### Metin bölümü
İNSAN OLMAK
BARDAĞIN DOLU TARAFINA BAKIN
Dünya’ya elimizden geldiğince olumlu bakmaya çabalayalım. Dilerim, Rabbim herkese Dünya hayatında da huzur, ümit ve iyi geçim nasip eder. Esas olan ise, ahretimize güzel ve temiz bir iman ile gitmektir.
Hayat çok uzun değil, tahsil hayatınızdaki günlerinizi hatırlayınız. Mutlu, şen ve şakraktınız. Bütün sevdikleriniz hâlâ hayatta idi. Hayata sıkı sarılmıştınız. Ümitleriniz, beklentileriniz, umutlarınız vardı. Bunların bir kısmı gerçekleşti, bir kısmı olmadı.

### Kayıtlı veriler
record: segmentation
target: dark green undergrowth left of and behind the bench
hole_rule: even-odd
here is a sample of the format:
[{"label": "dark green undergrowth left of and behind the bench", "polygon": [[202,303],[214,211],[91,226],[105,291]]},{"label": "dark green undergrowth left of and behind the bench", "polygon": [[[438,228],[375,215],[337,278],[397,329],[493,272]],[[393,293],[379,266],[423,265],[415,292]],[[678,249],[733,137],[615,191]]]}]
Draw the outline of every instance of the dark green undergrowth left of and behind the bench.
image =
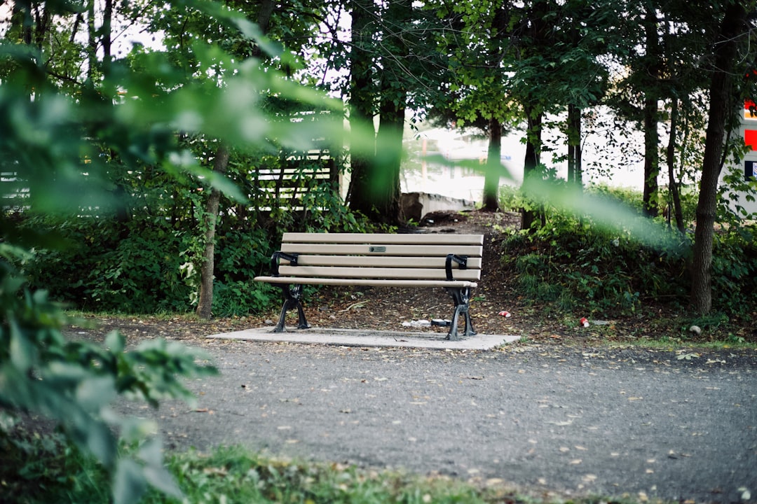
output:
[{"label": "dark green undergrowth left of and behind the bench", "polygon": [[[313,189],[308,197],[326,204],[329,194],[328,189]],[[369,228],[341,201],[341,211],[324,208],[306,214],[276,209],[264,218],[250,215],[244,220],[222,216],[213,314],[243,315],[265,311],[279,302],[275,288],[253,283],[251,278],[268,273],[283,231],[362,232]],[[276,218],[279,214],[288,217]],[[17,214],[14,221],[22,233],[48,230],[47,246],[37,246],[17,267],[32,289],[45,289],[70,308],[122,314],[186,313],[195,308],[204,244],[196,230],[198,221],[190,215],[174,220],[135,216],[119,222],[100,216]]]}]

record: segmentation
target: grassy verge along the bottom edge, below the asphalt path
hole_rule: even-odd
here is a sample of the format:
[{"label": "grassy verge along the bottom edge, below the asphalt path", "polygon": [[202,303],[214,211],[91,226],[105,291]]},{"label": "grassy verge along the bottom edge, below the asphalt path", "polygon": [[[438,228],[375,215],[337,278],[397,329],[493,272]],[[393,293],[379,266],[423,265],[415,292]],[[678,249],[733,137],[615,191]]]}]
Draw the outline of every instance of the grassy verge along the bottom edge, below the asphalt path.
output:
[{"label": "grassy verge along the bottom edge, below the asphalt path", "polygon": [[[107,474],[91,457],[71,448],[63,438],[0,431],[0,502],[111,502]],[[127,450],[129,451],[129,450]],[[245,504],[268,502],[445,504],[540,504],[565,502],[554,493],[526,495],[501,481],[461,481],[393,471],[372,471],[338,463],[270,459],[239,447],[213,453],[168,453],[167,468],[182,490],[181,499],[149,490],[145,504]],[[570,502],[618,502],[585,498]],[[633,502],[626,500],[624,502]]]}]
* * *
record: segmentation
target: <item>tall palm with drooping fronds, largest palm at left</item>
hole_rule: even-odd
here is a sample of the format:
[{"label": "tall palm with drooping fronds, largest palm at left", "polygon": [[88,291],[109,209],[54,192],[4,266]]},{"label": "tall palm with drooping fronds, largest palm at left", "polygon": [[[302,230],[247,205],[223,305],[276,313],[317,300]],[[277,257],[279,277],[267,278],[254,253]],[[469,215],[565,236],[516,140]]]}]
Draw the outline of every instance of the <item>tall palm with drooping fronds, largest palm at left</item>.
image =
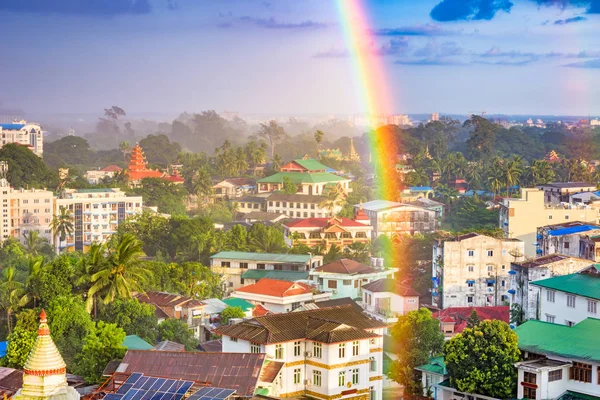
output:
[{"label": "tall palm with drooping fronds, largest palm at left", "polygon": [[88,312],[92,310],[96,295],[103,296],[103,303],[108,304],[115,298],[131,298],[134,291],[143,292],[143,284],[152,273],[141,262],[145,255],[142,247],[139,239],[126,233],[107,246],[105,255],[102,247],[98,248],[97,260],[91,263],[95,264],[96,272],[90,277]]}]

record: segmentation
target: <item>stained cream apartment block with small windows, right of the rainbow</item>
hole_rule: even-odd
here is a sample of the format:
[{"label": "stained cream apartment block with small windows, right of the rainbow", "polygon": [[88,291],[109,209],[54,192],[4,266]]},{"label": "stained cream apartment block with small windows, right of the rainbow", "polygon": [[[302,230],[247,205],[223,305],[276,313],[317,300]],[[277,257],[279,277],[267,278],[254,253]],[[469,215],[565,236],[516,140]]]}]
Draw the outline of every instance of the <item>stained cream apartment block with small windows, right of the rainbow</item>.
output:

### Görev maddeleri
(a) Bardağın dolu tarafı yazısında tahsil günleri için "vardı" denerek sayılan şeylerin hepsini yazın.
(b) Bardağın dolu tarafı yazısına göre esas olan nedir?
(c) Bardağın dolu tarafı yazısını son cümlesinden sonra sürdürün.
Bu veriler başka bir kaynaktan alınmıştır.

### Yanıtlar
(a) Ümitleriniz, beklentileriniz, umutlarınız

(b) Ahirete güzel ve temiz bir iman ile gitmek.

(c)
Hz. Peygamber, çok yardımda bulunamayan Hz. Ali’ye şöyle buyurdu: “Tebessüm et, bu da sadakadır. Bununla mutlu olursun.” dedi.
Önümüzdeki yarısı boş, yarısı dolu olan bardağın dilerseniz “Bu bardağın yarısı boş”, dilerseniz de “Bu bardağın yarısı dolu.” diyebilirsiniz. İkisi de doğru, ancak, dolu tarafı gördüğünüzde olaya olumlu bakmış olursunuz. Bu böyle devam eder.
Elbette olumlu bakışı kıran, hakikatten fitne ve kötülük düşünen insanlar olabilir. Buna şaşırmayın. Hangi peygamber bunlara muhatap olmadı, sıkıntı ve çile çekmedi? Hangi kutsal kitap yüzde yüz kabul gördü? Neticede melek var, iyiliği fısıldayan, şeytan var, kötülüğe başkanlık eden. Herkes, yaradılış ve karakterinin gereğini yapıyor. Hayatın bir parçasıdır bu.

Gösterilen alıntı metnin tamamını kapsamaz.